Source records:
- - - - -
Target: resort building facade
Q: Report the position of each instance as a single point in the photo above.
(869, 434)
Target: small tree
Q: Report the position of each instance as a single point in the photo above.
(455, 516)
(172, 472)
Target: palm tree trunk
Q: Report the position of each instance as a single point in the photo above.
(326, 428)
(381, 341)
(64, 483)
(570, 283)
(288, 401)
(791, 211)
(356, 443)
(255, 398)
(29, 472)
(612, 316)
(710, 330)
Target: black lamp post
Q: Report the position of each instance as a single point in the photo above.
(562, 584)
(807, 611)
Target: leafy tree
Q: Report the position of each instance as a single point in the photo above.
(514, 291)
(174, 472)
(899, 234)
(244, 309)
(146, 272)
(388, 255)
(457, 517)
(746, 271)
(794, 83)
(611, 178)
- - - - -
◆ Requirement: Repeat each of the entries above precisely as given.

◆ Result:
Target: resort building facade
Q: Report the position of each instance as a single point in the photo above.
(869, 434)
Target: small tree
Q: Report the position of each instance as a single point in the photo above.
(455, 516)
(172, 472)
Target: palm tree trunk
Q: Report the position of each instance as a single point in the photo above.
(326, 428)
(381, 341)
(64, 483)
(570, 283)
(288, 401)
(791, 211)
(356, 443)
(255, 398)
(29, 472)
(612, 316)
(710, 330)
Target: black lamp post
Q: Report the position of each instance as a single point in the photo above.
(562, 584)
(807, 611)
Target: leafy tree
Q: Report the position of each instance as a single point in the photo above.
(514, 291)
(174, 472)
(899, 234)
(244, 309)
(146, 272)
(388, 255)
(457, 517)
(746, 271)
(794, 83)
(611, 178)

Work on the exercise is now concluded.